Aim —
Copy the data that follows exactly. Include no pictures.

......

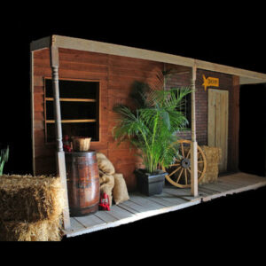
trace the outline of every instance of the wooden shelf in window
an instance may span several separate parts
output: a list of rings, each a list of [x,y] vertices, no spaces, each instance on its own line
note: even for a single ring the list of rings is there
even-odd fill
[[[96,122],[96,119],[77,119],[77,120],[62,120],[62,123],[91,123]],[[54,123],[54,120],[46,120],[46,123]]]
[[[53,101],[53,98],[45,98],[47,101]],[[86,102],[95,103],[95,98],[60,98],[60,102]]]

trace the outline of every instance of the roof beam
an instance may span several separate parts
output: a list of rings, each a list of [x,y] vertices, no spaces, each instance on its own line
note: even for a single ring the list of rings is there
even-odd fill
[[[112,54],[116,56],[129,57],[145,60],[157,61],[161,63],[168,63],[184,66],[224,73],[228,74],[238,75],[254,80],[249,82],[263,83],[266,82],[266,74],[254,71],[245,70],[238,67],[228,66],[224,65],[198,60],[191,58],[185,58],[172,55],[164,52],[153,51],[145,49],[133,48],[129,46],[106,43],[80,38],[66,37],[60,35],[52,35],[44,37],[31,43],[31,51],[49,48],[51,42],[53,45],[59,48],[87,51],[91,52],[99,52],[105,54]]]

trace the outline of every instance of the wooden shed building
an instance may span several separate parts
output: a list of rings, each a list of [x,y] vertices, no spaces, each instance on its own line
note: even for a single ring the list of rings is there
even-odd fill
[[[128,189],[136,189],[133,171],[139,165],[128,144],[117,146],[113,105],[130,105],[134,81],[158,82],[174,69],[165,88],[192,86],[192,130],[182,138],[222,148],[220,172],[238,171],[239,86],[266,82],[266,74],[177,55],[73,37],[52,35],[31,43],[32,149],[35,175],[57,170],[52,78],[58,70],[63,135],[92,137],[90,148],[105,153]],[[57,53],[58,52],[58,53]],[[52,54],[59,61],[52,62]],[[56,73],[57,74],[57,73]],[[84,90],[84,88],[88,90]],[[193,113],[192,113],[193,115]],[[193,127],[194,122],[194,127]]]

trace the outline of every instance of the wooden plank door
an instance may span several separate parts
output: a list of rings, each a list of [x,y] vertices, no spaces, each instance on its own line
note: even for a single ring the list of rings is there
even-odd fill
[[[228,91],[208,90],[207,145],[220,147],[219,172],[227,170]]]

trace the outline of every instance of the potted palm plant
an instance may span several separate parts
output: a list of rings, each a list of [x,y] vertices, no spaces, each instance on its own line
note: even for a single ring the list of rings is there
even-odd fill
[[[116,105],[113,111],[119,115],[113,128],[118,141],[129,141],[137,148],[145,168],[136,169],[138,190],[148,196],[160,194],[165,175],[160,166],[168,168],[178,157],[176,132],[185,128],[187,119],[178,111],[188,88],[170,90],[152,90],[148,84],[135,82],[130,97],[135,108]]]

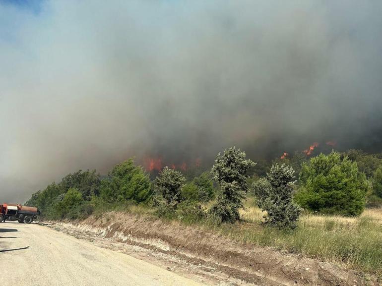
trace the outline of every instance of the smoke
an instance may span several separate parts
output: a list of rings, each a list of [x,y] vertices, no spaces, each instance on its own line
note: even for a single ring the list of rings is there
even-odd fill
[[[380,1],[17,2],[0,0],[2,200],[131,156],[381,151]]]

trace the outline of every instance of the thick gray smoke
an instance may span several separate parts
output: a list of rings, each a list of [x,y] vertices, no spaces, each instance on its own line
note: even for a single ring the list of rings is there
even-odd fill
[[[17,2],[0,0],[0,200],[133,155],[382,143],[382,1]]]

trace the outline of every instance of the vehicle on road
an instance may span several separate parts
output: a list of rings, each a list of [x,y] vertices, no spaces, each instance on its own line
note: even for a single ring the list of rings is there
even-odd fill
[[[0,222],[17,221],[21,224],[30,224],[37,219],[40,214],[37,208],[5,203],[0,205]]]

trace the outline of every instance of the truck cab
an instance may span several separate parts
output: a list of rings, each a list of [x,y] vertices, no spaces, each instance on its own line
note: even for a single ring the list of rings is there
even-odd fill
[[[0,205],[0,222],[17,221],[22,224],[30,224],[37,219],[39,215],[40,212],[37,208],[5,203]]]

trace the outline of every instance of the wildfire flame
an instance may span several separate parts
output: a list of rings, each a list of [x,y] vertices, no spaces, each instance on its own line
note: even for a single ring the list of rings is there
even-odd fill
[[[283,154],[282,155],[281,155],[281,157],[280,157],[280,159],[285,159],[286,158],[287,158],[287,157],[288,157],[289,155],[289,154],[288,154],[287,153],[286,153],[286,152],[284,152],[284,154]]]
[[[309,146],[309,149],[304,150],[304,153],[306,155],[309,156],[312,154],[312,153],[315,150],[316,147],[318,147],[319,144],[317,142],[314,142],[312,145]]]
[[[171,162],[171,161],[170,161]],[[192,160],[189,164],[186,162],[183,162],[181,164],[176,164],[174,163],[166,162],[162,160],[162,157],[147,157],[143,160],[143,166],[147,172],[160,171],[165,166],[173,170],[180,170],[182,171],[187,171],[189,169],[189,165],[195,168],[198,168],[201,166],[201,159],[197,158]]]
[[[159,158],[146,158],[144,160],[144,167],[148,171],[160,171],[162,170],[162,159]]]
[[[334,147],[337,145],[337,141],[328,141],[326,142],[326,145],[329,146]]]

......

Written reply —
trace the outline of every instance of the wooden shelf in window
an instance may span several separate parts
output: a list of rings, each a list of [x,y] vertices, no spaces, each instance on its own line
note: even for a single ring the list of rings is there
even-odd fill
[[[96,122],[96,119],[77,119],[77,120],[62,120],[62,123],[91,123]],[[54,123],[54,120],[46,120],[46,123]]]
[[[53,101],[53,98],[45,98],[47,101]],[[86,102],[95,103],[95,98],[60,98],[60,102]]]

trace the outline of every instance of the roof beam
an instance may span several separate parts
output: a list of rings, each a list of [x,y] vertices, no spaces, each instance on its own line
note: even for a single ring the list of rings is there
even-odd fill
[[[112,54],[116,56],[129,57],[145,60],[157,61],[161,63],[168,63],[184,66],[224,73],[228,74],[238,75],[254,80],[249,82],[263,83],[266,82],[266,74],[254,71],[245,70],[238,67],[228,66],[224,65],[198,60],[191,58],[185,58],[172,55],[164,52],[153,51],[145,49],[133,48],[129,46],[106,43],[80,38],[66,37],[60,35],[52,35],[44,37],[31,43],[31,51],[49,48],[51,42],[53,45],[59,48],[87,51],[91,52],[99,52],[105,54]]]

trace the outline of every instance of the wooden shed building
an instance may span several separate parts
output: a list of rings, each a list of [x,y] vertices, no spaces, each instance on its own line
note: even for a single ring the list of rings is there
even-odd fill
[[[128,189],[136,189],[133,171],[139,165],[128,144],[117,146],[113,105],[130,105],[134,81],[158,82],[174,69],[165,88],[192,86],[192,130],[182,138],[222,148],[220,172],[238,171],[239,86],[266,82],[266,74],[177,55],[73,37],[52,35],[31,43],[32,149],[35,175],[57,170],[52,78],[58,70],[63,135],[92,137],[90,148],[105,153]],[[57,53],[58,52],[58,53]],[[52,54],[59,61],[52,62]],[[56,73],[57,74],[57,73]],[[84,90],[84,88],[88,90]],[[193,113],[192,113],[193,115]],[[193,127],[194,122],[194,127]]]

trace the outline of every instance of the wooden plank door
an instance may span several separate parts
output: a list of rings, each a list of [x,y] vertices, no spaces, each instance on its own line
note: even for a single ring the list of rings is there
even-odd fill
[[[228,91],[208,90],[207,145],[220,147],[219,172],[227,170]]]

trace the outline of every instance of the potted palm plant
an instance may span several separate parts
output: a list of rings, each a list of [x,y] vertices, no spaces, each instance on its own line
note: even for a single ring the list of rings is there
even-odd fill
[[[116,105],[113,111],[119,115],[113,128],[118,141],[129,141],[137,148],[145,168],[136,169],[138,190],[148,196],[160,194],[165,175],[160,166],[168,168],[178,157],[176,132],[185,128],[187,119],[178,111],[188,88],[170,90],[152,90],[148,84],[135,82],[130,97],[135,108]]]

trace the outline of every instance of the smoke
an instance may span several separate parts
output: a list of rings, each a list of [x,y] vertices, no spaces, each instance on its own line
note: even for a single ring the list of rings is there
even-odd fill
[[[380,1],[17,2],[0,0],[2,200],[131,156],[381,151]]]

trace the outline of every instance of the thick gray smoke
an instance may span several separate parts
output: a list of rings, each a list of [x,y] vertices, no spaces, each instance on its own line
note: even for a single ring the list of rings is there
even-odd fill
[[[17,2],[0,0],[0,200],[133,155],[382,143],[382,1]]]

trace the outline of every instance of the vehicle on road
an instance may span several separate parts
output: a list of rings, each a list of [x,y] vertices, no spaces, each instance on its own line
note: even for a single ring the list of rings is there
even-odd fill
[[[0,222],[17,221],[21,224],[30,224],[37,219],[40,214],[37,208],[5,203],[0,205]]]

trace the outline of every instance of the truck cab
an instance may span several separate parts
output: a list of rings, each a list of [x,y] vertices, no spaces, each instance on its own line
note: even for a single ring the list of rings is there
even-odd fill
[[[0,205],[0,222],[17,221],[22,224],[30,224],[37,219],[39,215],[40,212],[37,208],[5,203]]]

trace the outline of every instance of the wildfire flame
an instance may span several separate parts
output: a list of rings, each a list of [x,y] vertices, no spaces, each instance on its own line
note: even for a single ring the list of rings is there
even-odd fill
[[[283,154],[282,155],[281,155],[281,157],[280,157],[280,159],[285,159],[286,158],[287,158],[287,157],[288,157],[289,155],[289,154],[288,154],[287,153],[286,153],[286,152],[284,152],[284,154]]]
[[[309,146],[309,149],[304,150],[304,153],[306,155],[309,156],[312,154],[312,153],[315,150],[316,147],[318,147],[319,144],[317,142],[314,142],[312,145]]]
[[[171,162],[171,161],[170,161]],[[192,160],[189,164],[186,162],[183,162],[181,164],[176,164],[174,163],[166,162],[162,160],[162,157],[147,157],[143,160],[143,166],[147,172],[160,171],[165,166],[173,170],[180,170],[182,171],[187,171],[189,169],[189,165],[195,168],[198,168],[201,166],[201,159],[197,158]]]
[[[159,158],[146,158],[144,160],[144,167],[148,171],[160,171],[162,170],[162,159]]]
[[[334,147],[337,145],[337,141],[328,141],[326,142],[326,145],[329,146]]]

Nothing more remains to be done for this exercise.